Hors champ

Les nouveaux forgerons

Je visionnais Le château dans le ciel, du réalisateur Hayao Miyazaki, lorsqu'un aspect du film monopolisa mon attention. L'intrigue – et notamment le fait qu'une ville fortifiée puisse flotter dans les nuages – reposait sur l'utilisation d'un métal imaginaire: l'étherium.

Le métal imaginaire nous semble un concept narratif tout à fait banal. Pourtant il n'en a pas toujours été ainsi.

Avez-vous entendu parler de l'adamante? Chez les Grecs, le mot adamastos décrivait, de manière générique, une substance très dure. Le mot prendra une forme latine dans l'Énéide: l'adamante – qui nous donnera, par la suite, le substantif "diamant" et l'adjectif "adamantin".

L'anglais reprendra le substantif tel quel – adamant -, ce qui posera des problèmes aux traducteurs, lesquels ne sauront comment nommer ce singulier métal que l'on ne trouve ni au dictionnaire, ni au tableau périodique. Prudemment, ils opteront pour "acier" ou "diamant".

Avec le temps, l'adamante est devenu le métal indestructible par excellence. On le retrouve dans de nombreux ouvrages de fiction – et pas les moindre. Milton, Shelley, Swift et Tolkien martèleront l'adamante sur leur enclume.

§ Activité
D'après l'extrait sur les métaux imaginaires, par quels mots les traducteurs rendaient-ils prudemment le terme anglais « adamant » ?

§ Données stockées
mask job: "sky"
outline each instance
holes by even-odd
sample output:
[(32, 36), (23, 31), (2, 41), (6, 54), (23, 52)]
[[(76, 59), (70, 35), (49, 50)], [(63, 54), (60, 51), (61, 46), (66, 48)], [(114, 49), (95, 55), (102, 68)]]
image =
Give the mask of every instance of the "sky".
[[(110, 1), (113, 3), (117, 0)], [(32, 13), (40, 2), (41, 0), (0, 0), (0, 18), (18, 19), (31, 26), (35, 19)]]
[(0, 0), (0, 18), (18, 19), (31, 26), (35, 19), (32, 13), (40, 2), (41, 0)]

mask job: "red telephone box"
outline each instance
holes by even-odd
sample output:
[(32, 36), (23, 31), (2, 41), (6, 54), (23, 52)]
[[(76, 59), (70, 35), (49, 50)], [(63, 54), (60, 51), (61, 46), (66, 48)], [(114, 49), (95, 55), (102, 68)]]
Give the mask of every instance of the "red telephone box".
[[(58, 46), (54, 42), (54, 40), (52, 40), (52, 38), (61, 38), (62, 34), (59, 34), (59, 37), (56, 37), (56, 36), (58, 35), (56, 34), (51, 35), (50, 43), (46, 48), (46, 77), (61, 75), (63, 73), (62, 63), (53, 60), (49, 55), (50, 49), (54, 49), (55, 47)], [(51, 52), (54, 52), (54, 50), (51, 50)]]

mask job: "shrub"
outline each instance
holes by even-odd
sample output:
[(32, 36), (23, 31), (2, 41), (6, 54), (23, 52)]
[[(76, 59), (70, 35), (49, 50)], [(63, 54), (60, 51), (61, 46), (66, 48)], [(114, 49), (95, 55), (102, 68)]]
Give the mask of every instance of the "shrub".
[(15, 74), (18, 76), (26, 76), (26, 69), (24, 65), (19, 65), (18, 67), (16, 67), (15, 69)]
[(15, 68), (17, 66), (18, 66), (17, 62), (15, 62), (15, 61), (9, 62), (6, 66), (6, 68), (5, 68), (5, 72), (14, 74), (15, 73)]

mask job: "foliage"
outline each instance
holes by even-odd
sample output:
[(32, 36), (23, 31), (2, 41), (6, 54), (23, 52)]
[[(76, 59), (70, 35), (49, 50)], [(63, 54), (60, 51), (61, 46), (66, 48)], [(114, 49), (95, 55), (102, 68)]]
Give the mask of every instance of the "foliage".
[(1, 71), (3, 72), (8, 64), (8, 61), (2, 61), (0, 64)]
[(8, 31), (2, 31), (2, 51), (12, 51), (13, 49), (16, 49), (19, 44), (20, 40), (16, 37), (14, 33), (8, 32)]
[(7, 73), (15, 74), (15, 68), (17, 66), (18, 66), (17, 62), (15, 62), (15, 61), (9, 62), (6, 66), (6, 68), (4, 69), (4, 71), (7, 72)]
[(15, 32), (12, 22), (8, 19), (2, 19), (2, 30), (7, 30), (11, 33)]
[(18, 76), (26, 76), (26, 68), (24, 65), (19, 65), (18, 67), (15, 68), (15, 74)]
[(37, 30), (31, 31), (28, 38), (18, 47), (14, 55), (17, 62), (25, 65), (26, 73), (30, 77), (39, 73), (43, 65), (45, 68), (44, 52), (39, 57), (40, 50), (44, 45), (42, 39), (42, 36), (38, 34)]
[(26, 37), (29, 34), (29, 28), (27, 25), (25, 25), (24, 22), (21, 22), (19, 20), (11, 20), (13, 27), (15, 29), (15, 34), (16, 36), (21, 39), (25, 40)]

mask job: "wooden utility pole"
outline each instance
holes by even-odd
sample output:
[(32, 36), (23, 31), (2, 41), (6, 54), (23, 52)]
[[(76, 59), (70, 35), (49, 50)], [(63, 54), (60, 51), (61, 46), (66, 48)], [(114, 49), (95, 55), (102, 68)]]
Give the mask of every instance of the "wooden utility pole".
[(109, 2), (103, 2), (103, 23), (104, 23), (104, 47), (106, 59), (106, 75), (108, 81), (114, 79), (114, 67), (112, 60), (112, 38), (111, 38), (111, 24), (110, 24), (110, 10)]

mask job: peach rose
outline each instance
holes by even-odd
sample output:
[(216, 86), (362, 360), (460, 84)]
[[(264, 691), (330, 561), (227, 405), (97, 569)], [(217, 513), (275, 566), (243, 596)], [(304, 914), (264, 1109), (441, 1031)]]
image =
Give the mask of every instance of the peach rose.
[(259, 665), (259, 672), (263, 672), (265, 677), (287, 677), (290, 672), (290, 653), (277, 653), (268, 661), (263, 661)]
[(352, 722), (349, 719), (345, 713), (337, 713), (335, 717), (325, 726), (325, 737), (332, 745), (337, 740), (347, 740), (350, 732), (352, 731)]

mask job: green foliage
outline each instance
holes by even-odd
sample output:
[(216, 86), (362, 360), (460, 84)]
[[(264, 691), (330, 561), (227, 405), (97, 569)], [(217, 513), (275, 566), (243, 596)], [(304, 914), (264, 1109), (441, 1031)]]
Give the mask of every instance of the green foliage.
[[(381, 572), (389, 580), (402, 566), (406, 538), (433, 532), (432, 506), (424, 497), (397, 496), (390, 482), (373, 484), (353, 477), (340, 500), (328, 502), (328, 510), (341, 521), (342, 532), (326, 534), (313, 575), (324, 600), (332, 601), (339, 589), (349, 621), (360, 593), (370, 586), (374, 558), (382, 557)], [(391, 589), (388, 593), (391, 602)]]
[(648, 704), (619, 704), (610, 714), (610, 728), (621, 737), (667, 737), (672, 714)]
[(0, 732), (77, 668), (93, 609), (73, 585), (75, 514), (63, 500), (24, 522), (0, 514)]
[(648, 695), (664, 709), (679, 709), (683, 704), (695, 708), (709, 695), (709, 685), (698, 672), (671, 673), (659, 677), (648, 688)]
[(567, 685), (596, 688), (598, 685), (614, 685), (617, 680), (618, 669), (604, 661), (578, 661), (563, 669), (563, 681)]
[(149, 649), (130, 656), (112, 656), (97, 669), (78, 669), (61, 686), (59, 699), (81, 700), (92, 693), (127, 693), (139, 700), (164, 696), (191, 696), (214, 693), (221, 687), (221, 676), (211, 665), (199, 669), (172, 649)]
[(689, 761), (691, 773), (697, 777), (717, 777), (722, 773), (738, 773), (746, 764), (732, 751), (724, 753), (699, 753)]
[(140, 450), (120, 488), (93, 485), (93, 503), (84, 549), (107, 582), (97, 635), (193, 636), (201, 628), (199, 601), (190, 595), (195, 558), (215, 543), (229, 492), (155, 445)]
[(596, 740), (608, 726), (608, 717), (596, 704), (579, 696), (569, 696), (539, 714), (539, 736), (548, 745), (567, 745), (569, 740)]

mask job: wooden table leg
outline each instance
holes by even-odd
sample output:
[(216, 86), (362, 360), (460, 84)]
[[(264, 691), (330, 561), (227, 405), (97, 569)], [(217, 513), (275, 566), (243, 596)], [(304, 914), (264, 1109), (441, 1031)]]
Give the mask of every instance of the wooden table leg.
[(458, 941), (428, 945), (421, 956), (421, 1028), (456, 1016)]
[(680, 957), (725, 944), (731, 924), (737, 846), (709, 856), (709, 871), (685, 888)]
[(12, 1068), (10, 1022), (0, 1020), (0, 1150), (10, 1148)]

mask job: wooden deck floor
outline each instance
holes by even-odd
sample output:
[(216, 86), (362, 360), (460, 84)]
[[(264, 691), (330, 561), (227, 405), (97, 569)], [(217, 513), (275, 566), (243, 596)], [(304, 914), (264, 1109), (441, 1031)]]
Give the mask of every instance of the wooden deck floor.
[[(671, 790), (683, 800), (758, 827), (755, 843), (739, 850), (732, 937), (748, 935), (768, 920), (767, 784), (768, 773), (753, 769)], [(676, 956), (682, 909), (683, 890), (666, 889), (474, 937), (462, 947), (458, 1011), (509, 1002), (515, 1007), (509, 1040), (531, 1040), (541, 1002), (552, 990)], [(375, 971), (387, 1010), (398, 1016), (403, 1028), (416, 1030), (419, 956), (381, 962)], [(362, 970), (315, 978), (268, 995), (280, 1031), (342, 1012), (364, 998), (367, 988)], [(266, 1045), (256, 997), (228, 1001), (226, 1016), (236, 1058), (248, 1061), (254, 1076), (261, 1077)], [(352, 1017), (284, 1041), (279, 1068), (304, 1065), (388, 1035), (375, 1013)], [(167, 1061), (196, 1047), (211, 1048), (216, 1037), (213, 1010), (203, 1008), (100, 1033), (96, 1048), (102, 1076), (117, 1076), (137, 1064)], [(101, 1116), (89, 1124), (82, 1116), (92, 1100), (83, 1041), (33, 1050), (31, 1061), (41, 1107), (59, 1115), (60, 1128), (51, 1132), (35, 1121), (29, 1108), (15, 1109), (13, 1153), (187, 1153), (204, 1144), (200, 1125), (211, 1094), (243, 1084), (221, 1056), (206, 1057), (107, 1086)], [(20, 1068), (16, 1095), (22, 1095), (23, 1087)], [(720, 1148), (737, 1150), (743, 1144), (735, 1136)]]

§ Résultat obtenu
Par « acier » ou « diamant ».